Challenge
Starting from the line containing "Could you please pick out the white", write out every remaining line exactly, the last one included.

Stored entries
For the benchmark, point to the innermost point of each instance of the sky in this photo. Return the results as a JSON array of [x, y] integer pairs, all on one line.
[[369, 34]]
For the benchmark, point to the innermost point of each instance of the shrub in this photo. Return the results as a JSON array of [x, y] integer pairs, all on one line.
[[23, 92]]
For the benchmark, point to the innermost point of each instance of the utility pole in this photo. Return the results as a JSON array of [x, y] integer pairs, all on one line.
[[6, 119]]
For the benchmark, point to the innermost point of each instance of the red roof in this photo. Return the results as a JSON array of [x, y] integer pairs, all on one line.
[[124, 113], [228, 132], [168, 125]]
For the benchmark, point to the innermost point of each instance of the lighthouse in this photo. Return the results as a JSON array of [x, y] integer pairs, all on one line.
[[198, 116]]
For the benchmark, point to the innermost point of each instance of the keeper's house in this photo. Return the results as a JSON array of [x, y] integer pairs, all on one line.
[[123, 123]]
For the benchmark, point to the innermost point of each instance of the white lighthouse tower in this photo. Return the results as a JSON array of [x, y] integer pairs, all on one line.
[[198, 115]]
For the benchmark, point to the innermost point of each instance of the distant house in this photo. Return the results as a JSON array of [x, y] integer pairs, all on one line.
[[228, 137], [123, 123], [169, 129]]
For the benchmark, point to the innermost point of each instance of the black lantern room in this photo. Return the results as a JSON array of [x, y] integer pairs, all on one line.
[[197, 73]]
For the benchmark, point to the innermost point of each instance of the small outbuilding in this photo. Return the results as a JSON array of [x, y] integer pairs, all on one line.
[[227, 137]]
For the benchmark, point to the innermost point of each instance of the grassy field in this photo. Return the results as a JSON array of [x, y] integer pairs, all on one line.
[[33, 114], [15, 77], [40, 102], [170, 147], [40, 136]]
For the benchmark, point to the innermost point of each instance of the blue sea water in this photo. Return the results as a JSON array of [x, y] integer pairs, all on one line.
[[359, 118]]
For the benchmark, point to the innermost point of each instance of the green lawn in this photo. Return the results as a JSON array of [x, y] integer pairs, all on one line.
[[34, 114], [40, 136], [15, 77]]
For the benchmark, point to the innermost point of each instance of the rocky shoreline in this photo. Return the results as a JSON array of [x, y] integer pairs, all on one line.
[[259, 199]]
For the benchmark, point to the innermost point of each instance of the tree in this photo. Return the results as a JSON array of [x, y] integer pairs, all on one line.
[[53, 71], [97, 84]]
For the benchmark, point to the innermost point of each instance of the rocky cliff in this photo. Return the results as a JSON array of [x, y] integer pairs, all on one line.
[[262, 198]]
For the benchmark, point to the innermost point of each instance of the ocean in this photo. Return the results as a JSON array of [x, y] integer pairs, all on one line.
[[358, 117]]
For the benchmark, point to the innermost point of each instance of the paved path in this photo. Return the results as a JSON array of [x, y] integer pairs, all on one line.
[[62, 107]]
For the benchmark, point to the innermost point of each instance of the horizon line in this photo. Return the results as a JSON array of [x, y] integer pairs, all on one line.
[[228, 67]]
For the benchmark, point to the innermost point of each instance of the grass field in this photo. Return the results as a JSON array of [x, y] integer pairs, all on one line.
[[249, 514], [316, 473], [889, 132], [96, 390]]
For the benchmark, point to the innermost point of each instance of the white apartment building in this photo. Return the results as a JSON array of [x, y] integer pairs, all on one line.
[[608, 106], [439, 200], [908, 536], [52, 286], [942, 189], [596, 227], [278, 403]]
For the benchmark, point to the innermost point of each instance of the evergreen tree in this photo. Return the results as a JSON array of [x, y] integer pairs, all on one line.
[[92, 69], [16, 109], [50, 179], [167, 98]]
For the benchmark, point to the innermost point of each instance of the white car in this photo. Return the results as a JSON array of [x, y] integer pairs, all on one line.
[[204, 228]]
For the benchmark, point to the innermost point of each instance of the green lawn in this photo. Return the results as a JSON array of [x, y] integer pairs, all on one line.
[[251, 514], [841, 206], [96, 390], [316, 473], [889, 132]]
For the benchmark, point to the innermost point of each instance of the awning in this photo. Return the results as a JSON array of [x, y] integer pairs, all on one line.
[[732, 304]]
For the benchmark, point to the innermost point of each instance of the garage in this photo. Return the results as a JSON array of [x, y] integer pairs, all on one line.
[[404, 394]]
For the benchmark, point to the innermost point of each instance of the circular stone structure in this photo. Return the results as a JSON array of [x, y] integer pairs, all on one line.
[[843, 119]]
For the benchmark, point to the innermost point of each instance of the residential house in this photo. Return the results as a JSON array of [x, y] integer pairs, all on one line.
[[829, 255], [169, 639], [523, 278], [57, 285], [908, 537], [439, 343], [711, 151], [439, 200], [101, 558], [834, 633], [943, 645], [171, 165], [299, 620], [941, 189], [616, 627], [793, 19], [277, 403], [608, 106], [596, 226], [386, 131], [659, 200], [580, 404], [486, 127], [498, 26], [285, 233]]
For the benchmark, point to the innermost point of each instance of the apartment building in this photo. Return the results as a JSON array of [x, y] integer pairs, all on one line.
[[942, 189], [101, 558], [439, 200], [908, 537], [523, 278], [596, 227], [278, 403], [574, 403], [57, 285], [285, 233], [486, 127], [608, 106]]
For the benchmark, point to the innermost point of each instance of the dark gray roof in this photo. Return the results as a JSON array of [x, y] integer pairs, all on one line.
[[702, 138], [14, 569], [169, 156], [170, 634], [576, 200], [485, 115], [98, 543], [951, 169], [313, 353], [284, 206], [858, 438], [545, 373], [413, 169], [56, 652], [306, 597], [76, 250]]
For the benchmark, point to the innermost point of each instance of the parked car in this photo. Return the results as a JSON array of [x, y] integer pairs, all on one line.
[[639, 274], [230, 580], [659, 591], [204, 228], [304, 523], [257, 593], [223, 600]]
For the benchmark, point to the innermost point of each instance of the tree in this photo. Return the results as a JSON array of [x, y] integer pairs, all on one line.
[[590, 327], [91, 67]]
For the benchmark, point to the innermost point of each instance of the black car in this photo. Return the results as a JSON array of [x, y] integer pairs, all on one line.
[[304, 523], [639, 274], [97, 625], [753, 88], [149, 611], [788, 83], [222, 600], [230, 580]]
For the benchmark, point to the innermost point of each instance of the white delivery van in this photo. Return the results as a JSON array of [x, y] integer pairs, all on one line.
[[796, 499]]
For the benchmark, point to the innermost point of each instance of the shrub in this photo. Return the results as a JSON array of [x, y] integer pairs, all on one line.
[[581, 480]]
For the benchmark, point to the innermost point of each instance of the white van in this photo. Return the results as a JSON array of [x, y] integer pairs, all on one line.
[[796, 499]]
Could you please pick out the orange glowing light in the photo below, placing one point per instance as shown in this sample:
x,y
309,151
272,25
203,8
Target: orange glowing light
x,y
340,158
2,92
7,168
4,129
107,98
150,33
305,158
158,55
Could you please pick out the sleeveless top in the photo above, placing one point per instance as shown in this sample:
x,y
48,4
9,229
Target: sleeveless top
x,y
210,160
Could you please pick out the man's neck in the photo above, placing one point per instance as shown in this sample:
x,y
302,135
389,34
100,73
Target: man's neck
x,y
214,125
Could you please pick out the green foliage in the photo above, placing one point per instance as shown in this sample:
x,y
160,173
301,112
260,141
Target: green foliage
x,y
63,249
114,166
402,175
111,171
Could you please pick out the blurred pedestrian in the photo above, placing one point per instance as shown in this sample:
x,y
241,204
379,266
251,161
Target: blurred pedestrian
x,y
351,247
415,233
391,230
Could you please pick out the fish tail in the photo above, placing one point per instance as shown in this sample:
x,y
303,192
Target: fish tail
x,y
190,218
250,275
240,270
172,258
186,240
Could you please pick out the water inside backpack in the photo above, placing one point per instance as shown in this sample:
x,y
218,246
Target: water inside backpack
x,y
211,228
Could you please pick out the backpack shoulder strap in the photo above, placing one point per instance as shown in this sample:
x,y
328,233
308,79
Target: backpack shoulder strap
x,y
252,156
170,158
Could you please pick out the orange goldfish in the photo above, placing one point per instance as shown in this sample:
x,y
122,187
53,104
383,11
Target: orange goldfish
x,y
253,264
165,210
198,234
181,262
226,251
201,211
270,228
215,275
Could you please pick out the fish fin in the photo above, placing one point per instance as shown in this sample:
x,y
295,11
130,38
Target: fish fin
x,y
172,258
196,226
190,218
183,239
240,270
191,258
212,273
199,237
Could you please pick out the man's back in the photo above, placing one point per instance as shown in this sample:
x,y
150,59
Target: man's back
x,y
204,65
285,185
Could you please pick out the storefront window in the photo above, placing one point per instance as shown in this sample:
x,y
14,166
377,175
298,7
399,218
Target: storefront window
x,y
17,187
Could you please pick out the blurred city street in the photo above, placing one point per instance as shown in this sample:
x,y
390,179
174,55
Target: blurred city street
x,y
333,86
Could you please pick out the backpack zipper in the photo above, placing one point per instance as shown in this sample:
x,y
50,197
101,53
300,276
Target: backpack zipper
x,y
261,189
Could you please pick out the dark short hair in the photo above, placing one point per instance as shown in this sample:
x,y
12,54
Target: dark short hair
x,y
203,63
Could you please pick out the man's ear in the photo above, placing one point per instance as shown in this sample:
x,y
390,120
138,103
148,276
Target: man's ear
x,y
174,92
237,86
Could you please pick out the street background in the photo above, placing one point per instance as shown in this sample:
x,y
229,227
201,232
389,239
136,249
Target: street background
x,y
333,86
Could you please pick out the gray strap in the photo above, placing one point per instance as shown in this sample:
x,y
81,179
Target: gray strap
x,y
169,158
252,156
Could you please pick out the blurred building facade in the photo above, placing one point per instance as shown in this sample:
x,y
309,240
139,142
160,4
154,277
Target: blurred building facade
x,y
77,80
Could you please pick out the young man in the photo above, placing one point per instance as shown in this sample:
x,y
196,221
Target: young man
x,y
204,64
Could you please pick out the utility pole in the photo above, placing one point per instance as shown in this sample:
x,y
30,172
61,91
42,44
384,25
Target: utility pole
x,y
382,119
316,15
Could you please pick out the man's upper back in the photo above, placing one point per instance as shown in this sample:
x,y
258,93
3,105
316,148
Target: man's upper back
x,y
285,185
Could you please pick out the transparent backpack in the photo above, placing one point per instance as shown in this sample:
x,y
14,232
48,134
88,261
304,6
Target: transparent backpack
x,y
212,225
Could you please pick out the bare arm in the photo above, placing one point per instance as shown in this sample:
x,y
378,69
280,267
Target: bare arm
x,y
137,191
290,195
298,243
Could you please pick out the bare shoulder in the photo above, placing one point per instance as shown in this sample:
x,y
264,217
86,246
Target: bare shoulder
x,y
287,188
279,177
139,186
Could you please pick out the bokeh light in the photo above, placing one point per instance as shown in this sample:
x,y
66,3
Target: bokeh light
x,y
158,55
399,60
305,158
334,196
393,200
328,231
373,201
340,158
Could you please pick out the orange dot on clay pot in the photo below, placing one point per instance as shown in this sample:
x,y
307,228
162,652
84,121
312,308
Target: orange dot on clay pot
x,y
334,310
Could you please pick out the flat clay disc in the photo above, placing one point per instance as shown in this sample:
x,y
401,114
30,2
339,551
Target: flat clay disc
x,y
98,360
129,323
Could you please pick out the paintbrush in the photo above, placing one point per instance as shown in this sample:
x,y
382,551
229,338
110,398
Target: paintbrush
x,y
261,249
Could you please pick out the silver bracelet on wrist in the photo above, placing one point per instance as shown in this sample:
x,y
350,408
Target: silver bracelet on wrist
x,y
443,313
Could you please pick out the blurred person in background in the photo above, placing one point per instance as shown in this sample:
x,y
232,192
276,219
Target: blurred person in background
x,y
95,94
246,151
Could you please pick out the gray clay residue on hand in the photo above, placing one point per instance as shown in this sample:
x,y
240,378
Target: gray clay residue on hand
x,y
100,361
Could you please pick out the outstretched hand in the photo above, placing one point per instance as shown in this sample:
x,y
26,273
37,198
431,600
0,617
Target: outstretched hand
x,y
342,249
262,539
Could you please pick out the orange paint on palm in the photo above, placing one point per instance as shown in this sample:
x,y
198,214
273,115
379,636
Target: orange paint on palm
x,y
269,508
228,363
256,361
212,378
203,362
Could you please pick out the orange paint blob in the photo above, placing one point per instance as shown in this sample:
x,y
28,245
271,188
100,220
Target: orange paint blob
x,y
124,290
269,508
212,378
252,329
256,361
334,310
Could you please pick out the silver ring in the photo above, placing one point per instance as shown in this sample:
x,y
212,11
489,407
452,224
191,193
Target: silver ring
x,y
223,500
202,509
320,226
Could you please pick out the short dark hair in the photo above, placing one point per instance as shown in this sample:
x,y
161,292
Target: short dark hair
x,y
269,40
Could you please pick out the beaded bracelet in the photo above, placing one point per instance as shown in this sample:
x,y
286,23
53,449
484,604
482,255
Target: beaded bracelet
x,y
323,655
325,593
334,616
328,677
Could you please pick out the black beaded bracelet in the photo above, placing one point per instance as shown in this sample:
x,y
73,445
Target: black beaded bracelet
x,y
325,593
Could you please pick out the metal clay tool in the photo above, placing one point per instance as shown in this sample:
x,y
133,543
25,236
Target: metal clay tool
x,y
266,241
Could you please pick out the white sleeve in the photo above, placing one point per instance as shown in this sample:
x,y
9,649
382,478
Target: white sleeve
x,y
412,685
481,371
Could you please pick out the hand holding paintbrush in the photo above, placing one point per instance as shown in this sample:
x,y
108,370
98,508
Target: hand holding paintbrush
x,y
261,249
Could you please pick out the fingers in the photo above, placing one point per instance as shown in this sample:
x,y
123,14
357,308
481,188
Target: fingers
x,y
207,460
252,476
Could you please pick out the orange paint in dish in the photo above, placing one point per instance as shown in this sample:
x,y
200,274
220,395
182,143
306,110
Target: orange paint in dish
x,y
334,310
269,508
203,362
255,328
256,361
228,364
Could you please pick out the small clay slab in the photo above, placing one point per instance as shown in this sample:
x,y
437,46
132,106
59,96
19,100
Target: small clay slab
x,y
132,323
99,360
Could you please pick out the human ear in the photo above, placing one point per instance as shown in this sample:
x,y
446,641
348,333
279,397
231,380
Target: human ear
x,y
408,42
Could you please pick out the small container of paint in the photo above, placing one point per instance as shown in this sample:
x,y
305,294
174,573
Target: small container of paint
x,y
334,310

Solved problem
Could you please pick out the white sleeve in the photo above, placing one point per instance as shown in this sample:
x,y
9,649
382,478
Target: white sleeve
x,y
412,685
481,371
Could you please pick out the hand holding paintbrush in the photo above, placing one point per instance as shown in this sample:
x,y
108,370
98,508
Target: hand holding paintbrush
x,y
261,249
Could you please pick out the fingers in the photo above, placing one point per instance as shown in this sample:
x,y
123,14
357,308
481,188
Target: fingers
x,y
207,460
252,476
Could you please pick out the orange paint in dish in the photo above, placing one point per instance as shown in this sample:
x,y
200,274
220,395
182,143
306,110
Target: orange paint in dish
x,y
334,310
269,508
203,362
255,328
256,361
228,364
Could you please pick out the small clay slab in the photo above, placing one point per instance as shown in this sample:
x,y
437,46
132,106
59,96
19,100
Target: small clay slab
x,y
132,323
99,360
Could you please pick out the human ear in the photo above, placing one point per instance as shown in this sample:
x,y
446,641
348,333
279,397
231,380
Target: human ear
x,y
408,42
Could you please pick out the small container of paint in the photo above, placing one point per instance as shown in this sample:
x,y
305,294
174,573
Target: small container of paint
x,y
334,310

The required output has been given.